### [DIRECTIVE A]
Count the lines in the records below that contain the word "vegetation", and give only the number.

Building Work

I have been building what I am calling a shed. The garage workshop can quickly become invaded if you’re not careful and though I don’t altogether mind sharing space with people, I do kinda draw the line at bikes, lawn mowers, wheel barrows and then things like freezers too. In my garage space I have three workbenches. That way I can invite additional guests if I like them, they are not too talkative and they really, really like woodworking. The only machine is my bandsaw and an extractor for the dust. That’s enough. But at the moment I have freezer and a lawnmower in there along with two sets of support workers paired as trestles and saw horses. Now these teams get used from time to time, once a week or so, and because of shortage of floor space in the garage I am always ready to saw up boards and planks outdoors and that’s why the shed is a good place for storing these.

Because there was already an old but sound concrete slab in place I was quickly ready to get the 2×6 (5cm x 15cm floor joists laid and I used treated wood for this. The slab allows me to build a 9’10” (3 metre) by 10’6″ (3.2 metre) building with a pitched roof and has a 2″ (50mm)fall but is level across; not much work shimming up off the slab with sliding wedges periodically to ensure no bounce in the floor. I combine adhesive with outdoor stainless screws to screw down the 3/4″ (19mm) plywood and used shuttering plywood which I will sand and coat with a waterproof finish for easy sweeping and such. The joists are on 2′ (60cm) centres with double rows of blocking on 16″(40cm) centres across.

I am building this directly onto the back wall of the garage to economise as there is no good reason not to. My next step is framing the walls which I will do with 4×2 (10cm 40cm)(2x4USA) studs I picked up today. I am planning to clad the outside with 3/4″ (19mm) barrel cladding T&G. All of the cladding is treated wood. So far I have six hours in the floor but I am still using mostly hand tools like handsaws, hammers and such with drill-drivers for driving the screws and also a jigsaw which I used for some scribing cuts.

When I was at the timber place I saw this shed that they were selling. Because it says, “Great Price” in all caps does not mean it is. It’s a shameful thing altogether really. 4′ x 6′ (1.2m x 1.82m), so a quarter of the size mine will be and half the height. The framing is 1 1/4″ (3cm) by 2 1/2″ 6.2cm) and the cladding is 5/16″ (7mm) thick. Mine will cost four times the price but it will have a 30 year life span at least and it has many times the quality in materials and labour. Definitely worth the DIY input. I cannot believe what the ~Brit’s will buy for a shed. Unbelievable. If I were to put just one of my workbenches in their shed half of the space would be lost!

I just got it covered with a tarp before dark, to keep the plywood dry before the rain came 10 minutes later and which we are expecting over the next two days.

36 thoughts on “Building Work”

  1. Richard Harnedy

    Hi paul… will the shed be suitable for woodworking in? Are you putting the video on your masterclass site? It would be great if you put a design up so people could see the layout. As usual paul you are always working and videoing on items we all enjoy.

### [DIRECTIVE B]
Answer these questions using the shed-building post above.
(i) How many workbenches are in the garage space?
(ii) How thick is the plywood screwed down for the floor?
(iii) How many hours have been spent on the floor so far?

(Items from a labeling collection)
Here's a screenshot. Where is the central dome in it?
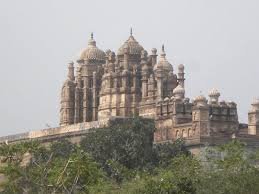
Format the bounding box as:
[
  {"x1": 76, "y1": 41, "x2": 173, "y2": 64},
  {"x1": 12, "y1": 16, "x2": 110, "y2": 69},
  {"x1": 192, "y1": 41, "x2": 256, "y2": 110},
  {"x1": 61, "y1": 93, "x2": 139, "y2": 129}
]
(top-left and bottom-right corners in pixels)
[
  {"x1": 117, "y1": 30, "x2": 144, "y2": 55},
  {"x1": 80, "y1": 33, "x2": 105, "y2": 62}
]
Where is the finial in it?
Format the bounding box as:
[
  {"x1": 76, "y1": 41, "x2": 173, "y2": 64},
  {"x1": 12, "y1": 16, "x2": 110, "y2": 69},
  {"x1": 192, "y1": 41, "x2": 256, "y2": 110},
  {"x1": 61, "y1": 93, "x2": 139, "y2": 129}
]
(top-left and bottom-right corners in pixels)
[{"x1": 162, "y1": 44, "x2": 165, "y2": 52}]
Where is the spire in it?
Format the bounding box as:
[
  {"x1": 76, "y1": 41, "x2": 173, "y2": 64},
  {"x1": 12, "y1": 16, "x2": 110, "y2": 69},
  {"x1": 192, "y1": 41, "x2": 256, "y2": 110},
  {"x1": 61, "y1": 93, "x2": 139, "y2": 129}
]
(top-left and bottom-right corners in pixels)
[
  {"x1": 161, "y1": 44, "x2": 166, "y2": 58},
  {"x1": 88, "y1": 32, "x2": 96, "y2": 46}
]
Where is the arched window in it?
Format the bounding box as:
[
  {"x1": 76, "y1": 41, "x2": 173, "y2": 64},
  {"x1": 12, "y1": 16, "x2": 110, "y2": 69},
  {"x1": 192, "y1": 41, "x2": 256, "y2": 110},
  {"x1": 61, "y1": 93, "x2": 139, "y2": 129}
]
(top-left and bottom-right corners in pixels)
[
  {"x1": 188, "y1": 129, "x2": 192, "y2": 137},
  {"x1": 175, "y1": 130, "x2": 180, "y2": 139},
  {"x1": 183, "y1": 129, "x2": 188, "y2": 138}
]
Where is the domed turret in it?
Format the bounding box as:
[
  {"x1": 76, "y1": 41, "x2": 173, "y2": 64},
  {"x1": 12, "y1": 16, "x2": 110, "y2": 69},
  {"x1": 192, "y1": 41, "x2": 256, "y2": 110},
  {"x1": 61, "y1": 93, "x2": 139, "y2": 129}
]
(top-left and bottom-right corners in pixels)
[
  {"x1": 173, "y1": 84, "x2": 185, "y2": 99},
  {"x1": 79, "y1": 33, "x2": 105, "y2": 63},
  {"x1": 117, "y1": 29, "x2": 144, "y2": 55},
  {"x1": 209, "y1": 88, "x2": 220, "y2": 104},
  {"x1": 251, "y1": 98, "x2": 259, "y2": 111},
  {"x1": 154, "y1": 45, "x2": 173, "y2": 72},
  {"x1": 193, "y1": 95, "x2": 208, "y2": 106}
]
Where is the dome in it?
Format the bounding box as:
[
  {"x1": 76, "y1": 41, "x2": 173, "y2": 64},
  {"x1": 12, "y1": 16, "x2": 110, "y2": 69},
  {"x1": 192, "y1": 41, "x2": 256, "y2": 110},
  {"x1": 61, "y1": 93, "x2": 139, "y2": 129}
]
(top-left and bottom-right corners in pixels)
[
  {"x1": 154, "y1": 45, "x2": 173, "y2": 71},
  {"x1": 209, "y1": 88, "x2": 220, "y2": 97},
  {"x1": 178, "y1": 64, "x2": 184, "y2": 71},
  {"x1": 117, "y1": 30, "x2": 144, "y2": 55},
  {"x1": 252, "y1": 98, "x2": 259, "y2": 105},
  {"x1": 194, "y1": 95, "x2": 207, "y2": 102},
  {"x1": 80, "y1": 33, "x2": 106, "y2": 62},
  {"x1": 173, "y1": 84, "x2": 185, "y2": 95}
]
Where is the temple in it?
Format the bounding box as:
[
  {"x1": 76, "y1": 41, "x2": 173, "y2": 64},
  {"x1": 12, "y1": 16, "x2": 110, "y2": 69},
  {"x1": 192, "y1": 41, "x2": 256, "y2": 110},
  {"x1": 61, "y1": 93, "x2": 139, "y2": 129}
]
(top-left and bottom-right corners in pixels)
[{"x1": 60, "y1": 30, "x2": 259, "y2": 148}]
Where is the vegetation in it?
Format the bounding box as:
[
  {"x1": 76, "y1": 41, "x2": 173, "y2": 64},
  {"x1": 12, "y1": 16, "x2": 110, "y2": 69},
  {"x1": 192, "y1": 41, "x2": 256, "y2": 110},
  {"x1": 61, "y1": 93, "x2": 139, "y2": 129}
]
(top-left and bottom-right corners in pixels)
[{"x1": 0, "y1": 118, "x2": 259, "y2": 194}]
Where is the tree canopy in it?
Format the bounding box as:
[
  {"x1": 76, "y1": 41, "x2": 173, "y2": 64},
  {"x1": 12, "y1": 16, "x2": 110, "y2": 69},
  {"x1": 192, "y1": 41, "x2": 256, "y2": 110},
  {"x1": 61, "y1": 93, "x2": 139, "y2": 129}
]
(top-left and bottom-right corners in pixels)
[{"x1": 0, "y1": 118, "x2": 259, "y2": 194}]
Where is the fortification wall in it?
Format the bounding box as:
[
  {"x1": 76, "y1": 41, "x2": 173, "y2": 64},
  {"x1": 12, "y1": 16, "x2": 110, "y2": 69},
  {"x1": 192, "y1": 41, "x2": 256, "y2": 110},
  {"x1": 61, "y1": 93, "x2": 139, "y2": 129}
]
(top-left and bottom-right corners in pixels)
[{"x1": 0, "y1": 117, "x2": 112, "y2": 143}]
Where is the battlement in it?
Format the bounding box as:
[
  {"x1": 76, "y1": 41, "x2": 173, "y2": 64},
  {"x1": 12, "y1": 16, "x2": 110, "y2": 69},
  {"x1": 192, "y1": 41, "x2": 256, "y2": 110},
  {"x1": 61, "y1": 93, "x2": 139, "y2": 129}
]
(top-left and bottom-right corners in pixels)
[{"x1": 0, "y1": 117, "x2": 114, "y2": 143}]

...

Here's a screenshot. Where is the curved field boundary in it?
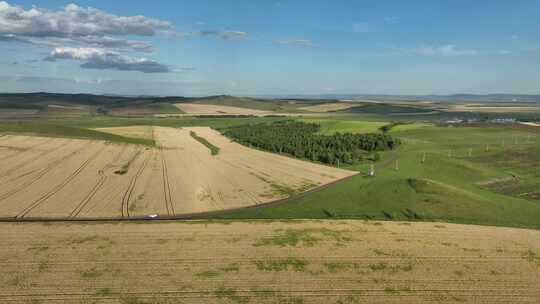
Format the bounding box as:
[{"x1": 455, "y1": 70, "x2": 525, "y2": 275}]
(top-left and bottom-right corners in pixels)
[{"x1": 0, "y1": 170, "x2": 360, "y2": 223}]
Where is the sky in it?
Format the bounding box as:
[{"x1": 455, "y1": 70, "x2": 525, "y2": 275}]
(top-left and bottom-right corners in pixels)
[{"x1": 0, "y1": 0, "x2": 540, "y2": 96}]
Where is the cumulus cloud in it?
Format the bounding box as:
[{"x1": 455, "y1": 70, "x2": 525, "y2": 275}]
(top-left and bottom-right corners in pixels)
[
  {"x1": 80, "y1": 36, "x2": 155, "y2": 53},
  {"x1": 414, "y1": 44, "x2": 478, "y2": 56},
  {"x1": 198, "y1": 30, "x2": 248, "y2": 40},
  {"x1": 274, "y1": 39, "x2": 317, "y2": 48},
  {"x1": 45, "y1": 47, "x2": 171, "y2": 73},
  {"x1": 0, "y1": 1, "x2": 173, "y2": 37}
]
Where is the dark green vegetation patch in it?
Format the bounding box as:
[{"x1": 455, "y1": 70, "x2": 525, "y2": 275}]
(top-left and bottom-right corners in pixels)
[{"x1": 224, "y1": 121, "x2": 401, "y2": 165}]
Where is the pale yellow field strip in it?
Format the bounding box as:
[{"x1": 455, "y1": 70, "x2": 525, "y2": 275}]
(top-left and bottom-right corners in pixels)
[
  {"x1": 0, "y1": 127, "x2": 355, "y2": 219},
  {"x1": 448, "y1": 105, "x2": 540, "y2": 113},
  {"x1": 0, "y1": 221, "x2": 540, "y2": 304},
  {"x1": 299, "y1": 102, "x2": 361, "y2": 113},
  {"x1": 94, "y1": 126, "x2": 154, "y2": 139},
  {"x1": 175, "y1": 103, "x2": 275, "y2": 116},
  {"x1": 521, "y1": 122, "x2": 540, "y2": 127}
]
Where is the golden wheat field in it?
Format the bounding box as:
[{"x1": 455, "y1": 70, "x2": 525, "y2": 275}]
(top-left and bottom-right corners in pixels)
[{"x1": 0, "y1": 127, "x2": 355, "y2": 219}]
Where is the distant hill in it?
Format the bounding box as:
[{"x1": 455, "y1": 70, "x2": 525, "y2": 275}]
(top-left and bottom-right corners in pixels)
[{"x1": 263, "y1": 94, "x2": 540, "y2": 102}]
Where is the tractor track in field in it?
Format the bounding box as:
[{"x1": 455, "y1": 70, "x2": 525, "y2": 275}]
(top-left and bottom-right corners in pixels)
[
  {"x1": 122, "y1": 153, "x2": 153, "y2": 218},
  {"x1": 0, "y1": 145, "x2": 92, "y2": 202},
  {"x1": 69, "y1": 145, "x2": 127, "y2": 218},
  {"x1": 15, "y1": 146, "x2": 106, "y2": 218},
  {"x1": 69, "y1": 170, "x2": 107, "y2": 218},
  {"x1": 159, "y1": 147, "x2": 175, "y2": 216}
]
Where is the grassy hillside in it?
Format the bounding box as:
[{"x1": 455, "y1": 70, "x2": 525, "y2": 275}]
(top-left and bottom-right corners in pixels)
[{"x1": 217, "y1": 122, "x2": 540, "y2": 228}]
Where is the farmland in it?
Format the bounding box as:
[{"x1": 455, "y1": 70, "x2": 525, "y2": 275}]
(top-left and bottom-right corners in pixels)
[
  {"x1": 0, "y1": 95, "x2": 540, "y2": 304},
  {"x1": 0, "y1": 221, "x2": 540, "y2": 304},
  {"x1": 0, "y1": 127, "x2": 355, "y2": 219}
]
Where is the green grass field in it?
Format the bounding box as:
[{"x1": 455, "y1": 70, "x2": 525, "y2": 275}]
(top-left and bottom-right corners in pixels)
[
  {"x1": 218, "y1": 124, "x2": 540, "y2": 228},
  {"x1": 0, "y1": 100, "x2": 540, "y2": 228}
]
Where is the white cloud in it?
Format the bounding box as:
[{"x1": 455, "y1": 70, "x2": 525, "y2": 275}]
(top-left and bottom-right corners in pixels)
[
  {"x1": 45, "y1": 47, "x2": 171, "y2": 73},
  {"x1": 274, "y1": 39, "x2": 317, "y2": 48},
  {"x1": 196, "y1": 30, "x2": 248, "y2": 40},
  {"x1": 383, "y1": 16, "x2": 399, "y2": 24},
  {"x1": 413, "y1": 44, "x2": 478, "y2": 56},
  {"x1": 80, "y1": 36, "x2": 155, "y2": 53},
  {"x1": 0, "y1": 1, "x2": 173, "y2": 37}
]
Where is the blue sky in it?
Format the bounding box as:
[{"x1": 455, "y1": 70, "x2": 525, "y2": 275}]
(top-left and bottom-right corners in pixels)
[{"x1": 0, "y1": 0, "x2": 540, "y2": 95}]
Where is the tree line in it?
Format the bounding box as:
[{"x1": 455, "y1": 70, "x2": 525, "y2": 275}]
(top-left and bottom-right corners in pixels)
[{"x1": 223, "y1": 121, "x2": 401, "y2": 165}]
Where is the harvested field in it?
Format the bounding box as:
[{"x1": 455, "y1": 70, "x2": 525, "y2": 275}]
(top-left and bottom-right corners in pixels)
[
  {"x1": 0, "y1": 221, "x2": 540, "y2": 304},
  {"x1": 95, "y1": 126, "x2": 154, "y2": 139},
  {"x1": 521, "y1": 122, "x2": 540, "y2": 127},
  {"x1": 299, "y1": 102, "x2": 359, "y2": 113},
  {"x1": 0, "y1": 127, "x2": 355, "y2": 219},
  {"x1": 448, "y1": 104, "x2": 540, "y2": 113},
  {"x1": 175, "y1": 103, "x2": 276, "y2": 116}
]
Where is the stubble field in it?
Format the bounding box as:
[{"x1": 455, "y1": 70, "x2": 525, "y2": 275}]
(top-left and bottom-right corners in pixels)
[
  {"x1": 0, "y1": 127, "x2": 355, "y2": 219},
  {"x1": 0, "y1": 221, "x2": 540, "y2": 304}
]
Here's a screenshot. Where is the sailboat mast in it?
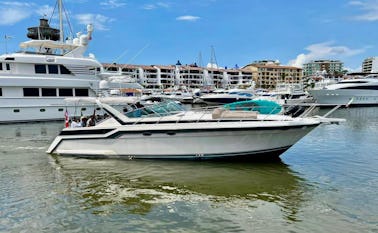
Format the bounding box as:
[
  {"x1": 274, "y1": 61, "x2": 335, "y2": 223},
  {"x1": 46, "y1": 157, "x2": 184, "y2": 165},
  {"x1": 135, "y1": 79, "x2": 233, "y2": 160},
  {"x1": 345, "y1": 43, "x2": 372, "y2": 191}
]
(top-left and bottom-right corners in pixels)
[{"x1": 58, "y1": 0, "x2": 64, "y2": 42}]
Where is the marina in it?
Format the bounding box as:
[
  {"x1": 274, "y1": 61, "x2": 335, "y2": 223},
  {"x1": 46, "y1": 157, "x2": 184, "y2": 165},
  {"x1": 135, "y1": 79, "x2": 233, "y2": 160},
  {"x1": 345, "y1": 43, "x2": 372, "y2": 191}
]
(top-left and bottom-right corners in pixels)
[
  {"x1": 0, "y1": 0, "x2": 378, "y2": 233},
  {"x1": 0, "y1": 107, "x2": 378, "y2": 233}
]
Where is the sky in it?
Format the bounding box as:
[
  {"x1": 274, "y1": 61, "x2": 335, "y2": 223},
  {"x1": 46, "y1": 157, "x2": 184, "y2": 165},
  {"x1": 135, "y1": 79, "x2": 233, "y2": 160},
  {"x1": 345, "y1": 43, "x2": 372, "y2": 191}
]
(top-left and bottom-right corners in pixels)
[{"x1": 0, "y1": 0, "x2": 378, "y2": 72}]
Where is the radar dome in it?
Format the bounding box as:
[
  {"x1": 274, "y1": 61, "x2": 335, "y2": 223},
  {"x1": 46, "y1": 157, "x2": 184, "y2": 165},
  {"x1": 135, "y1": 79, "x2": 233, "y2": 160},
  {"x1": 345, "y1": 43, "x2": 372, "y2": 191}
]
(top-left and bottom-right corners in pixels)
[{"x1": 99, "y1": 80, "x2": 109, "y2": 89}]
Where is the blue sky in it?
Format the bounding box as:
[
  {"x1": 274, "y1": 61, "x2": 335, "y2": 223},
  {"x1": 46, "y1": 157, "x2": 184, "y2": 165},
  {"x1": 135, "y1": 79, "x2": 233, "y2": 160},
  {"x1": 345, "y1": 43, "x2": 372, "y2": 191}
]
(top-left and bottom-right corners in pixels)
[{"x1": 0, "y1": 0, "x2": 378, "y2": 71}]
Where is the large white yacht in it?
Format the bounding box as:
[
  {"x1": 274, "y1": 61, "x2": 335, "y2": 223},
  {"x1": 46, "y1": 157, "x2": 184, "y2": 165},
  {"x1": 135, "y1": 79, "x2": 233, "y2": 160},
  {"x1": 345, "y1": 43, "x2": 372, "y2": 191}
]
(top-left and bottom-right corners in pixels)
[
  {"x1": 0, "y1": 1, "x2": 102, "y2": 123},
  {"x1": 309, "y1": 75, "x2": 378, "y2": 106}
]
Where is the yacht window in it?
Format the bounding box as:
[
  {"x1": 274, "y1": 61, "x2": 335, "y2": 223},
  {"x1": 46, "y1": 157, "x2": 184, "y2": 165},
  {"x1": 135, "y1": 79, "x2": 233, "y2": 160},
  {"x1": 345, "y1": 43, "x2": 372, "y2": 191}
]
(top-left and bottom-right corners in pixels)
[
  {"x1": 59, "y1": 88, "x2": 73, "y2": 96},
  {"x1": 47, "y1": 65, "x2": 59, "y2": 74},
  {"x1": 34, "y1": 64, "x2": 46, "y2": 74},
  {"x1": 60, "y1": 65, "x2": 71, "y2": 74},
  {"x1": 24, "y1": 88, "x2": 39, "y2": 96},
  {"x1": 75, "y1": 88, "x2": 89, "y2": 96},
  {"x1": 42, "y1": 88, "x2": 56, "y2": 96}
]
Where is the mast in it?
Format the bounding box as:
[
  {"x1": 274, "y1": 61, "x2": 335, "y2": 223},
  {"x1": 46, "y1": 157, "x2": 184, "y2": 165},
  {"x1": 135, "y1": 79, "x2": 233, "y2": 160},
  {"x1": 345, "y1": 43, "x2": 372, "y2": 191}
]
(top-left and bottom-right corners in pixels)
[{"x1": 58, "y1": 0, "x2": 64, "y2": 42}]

### [COMPLETE OUTPUT A]
2

### [COMPLETE OUTPUT B]
(i) Three
(ii) 3/4″ (19mm)
(iii) Six hours